--- PROBLEM TO WORK ON ---
Return every line of the material below that contains the word "hooded".

>> start RAW RECORDS

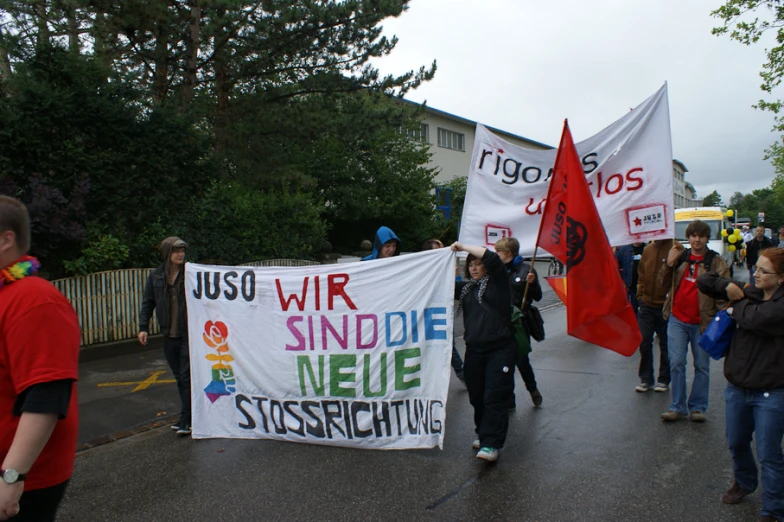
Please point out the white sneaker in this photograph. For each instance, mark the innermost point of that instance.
(488, 454)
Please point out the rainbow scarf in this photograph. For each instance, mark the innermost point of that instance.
(22, 267)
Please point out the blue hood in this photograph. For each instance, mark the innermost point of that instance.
(383, 235)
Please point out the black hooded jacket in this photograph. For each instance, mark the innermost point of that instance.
(755, 358)
(488, 324)
(156, 297)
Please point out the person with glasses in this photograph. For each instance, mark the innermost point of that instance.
(754, 248)
(754, 368)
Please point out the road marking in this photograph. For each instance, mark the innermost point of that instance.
(141, 385)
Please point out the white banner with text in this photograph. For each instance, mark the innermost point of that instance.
(355, 354)
(629, 170)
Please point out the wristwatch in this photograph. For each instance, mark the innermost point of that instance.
(11, 476)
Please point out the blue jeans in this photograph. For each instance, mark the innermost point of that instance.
(762, 412)
(679, 336)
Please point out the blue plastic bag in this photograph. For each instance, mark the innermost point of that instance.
(718, 335)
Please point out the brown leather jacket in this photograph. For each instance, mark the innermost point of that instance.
(709, 306)
(649, 291)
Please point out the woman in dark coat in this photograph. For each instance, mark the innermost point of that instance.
(486, 299)
(754, 368)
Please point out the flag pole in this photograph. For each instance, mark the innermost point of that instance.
(539, 232)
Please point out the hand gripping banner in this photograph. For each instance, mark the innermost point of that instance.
(628, 167)
(347, 355)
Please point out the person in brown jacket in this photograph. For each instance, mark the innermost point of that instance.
(650, 298)
(688, 312)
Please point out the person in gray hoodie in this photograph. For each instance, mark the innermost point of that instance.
(165, 293)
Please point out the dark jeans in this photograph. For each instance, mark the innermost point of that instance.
(457, 362)
(632, 295)
(651, 321)
(40, 505)
(757, 413)
(526, 372)
(175, 349)
(489, 377)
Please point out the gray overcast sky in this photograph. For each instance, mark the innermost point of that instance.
(525, 65)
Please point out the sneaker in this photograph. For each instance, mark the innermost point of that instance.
(697, 416)
(488, 454)
(537, 398)
(672, 416)
(735, 494)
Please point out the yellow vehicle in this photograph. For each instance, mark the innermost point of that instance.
(715, 217)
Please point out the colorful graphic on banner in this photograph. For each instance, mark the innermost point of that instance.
(349, 355)
(628, 167)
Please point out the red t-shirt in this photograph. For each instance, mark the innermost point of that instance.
(686, 307)
(39, 342)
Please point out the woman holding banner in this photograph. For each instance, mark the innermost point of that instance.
(491, 351)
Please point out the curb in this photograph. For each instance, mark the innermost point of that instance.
(100, 441)
(550, 307)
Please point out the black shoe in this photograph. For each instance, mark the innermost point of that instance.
(735, 494)
(537, 398)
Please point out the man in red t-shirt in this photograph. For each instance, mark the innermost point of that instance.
(690, 311)
(39, 362)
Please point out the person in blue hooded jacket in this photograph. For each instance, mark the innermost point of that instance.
(385, 244)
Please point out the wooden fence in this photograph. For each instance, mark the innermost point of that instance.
(108, 303)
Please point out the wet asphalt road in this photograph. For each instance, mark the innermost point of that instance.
(595, 450)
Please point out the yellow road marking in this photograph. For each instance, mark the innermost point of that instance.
(141, 385)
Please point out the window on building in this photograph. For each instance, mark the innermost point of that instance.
(444, 201)
(421, 134)
(451, 140)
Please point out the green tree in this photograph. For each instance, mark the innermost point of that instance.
(96, 153)
(712, 200)
(159, 108)
(741, 21)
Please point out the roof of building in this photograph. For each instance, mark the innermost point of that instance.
(680, 164)
(466, 121)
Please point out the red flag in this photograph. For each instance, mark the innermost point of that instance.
(597, 308)
(558, 283)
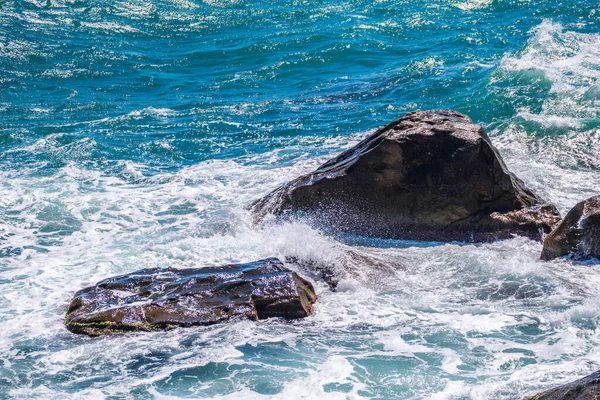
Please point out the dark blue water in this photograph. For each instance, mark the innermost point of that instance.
(132, 133)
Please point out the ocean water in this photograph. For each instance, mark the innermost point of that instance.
(132, 134)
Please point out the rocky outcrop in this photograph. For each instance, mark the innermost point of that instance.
(587, 388)
(164, 298)
(578, 234)
(430, 175)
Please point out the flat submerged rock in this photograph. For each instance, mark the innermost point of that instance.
(164, 298)
(430, 175)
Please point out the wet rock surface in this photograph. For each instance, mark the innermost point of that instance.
(587, 388)
(578, 234)
(165, 298)
(430, 175)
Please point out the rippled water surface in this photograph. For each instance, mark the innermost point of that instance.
(132, 133)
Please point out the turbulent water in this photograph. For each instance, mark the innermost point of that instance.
(132, 134)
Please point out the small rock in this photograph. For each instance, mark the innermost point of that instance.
(430, 175)
(587, 388)
(578, 234)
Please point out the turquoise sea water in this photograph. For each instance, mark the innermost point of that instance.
(132, 133)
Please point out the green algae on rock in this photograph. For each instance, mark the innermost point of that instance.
(164, 298)
(430, 175)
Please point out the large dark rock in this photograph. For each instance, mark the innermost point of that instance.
(431, 175)
(587, 388)
(578, 234)
(164, 298)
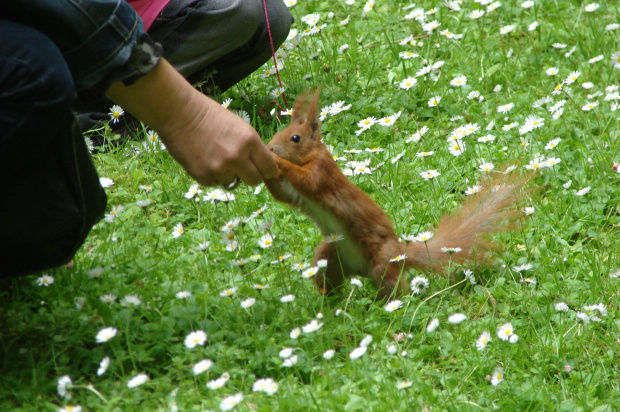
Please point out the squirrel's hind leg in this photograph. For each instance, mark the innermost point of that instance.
(332, 276)
(390, 279)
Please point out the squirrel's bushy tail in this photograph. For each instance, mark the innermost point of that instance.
(470, 226)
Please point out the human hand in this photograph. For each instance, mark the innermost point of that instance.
(218, 146)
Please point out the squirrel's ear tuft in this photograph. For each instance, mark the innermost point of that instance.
(313, 114)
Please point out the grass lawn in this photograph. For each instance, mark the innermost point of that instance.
(178, 301)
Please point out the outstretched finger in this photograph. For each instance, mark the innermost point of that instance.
(249, 174)
(264, 162)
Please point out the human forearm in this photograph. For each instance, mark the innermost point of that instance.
(210, 142)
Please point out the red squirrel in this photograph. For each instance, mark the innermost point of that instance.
(309, 179)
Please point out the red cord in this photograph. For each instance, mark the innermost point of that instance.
(273, 54)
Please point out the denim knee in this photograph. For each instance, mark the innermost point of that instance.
(32, 69)
(36, 93)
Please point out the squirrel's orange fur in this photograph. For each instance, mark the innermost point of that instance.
(310, 179)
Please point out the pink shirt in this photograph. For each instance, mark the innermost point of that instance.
(148, 9)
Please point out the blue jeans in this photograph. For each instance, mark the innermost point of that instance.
(50, 191)
(226, 39)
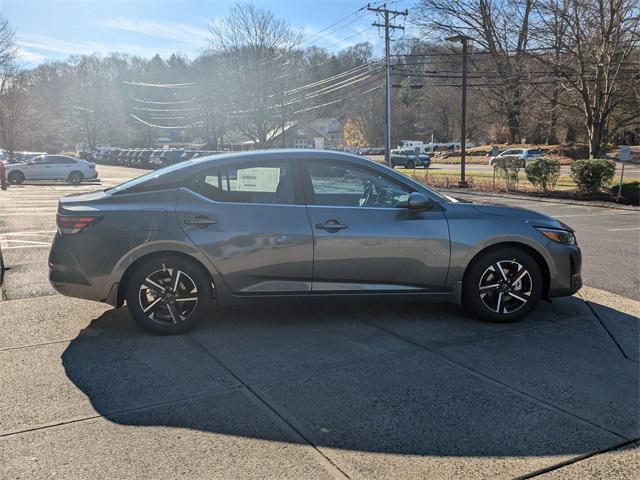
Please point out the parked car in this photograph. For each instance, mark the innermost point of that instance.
(52, 167)
(280, 223)
(407, 159)
(167, 157)
(524, 154)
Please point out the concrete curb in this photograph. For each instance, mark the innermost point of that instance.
(583, 203)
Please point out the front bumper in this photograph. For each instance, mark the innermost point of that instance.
(567, 278)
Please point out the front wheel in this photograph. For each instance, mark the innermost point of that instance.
(16, 178)
(168, 295)
(502, 285)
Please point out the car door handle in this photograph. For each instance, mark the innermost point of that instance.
(200, 221)
(331, 226)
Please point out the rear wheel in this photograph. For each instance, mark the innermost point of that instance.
(15, 178)
(168, 295)
(75, 178)
(503, 285)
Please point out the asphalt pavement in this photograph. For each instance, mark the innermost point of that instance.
(337, 390)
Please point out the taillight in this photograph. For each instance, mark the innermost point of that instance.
(74, 224)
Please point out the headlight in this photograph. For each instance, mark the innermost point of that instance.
(561, 236)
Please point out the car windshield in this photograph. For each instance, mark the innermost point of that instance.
(148, 176)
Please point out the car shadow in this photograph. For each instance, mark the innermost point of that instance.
(369, 378)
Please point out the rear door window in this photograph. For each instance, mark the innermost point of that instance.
(269, 182)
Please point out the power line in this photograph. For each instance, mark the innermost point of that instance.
(160, 85)
(163, 103)
(166, 127)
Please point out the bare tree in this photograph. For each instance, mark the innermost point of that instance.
(13, 108)
(255, 47)
(500, 28)
(592, 50)
(11, 93)
(7, 50)
(95, 112)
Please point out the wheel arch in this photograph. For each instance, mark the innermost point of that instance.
(16, 172)
(122, 285)
(535, 254)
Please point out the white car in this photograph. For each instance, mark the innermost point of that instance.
(523, 153)
(52, 167)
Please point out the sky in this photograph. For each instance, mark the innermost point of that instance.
(49, 30)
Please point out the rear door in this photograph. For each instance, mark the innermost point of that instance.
(38, 169)
(365, 238)
(62, 166)
(250, 220)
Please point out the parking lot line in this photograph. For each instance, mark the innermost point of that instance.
(622, 229)
(608, 213)
(27, 246)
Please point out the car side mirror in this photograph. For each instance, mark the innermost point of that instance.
(418, 202)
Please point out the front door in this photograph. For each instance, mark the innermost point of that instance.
(251, 222)
(365, 239)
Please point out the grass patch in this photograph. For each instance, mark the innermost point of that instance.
(565, 188)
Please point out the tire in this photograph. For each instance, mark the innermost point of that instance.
(489, 296)
(75, 178)
(167, 311)
(15, 178)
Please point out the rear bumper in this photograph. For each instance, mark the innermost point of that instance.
(68, 277)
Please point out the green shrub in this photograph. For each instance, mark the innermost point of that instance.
(508, 168)
(630, 192)
(543, 173)
(592, 175)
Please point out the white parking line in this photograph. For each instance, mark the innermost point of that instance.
(622, 229)
(26, 246)
(609, 213)
(31, 232)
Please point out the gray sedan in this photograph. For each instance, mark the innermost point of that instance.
(232, 228)
(52, 167)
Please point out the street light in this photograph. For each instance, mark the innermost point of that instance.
(463, 123)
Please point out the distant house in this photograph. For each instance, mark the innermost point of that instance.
(332, 129)
(320, 134)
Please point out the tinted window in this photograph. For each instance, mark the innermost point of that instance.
(270, 182)
(352, 186)
(61, 160)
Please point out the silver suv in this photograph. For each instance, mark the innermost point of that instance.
(226, 229)
(523, 154)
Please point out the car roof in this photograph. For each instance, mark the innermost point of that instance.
(281, 154)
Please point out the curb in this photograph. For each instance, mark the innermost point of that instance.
(583, 203)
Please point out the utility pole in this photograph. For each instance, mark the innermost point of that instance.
(388, 16)
(463, 121)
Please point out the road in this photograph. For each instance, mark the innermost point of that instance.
(630, 170)
(315, 391)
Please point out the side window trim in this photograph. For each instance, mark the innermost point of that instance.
(309, 193)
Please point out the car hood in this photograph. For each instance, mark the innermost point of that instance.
(534, 218)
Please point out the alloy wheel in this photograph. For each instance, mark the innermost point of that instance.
(505, 287)
(168, 296)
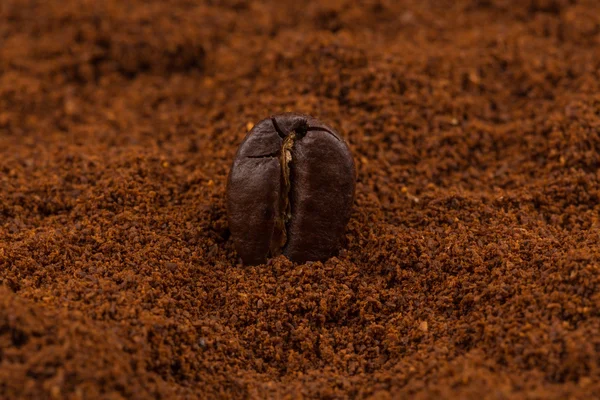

>> end RAW RECORDS

--- SOLUTION BELOW ---
Please point out the black hooded jacket in this photograph. For each instance, mark the innermost point of that instance.
Please point out the person in blue hooded jacket in this photograph. For each instance, mark the innermost point of that instance.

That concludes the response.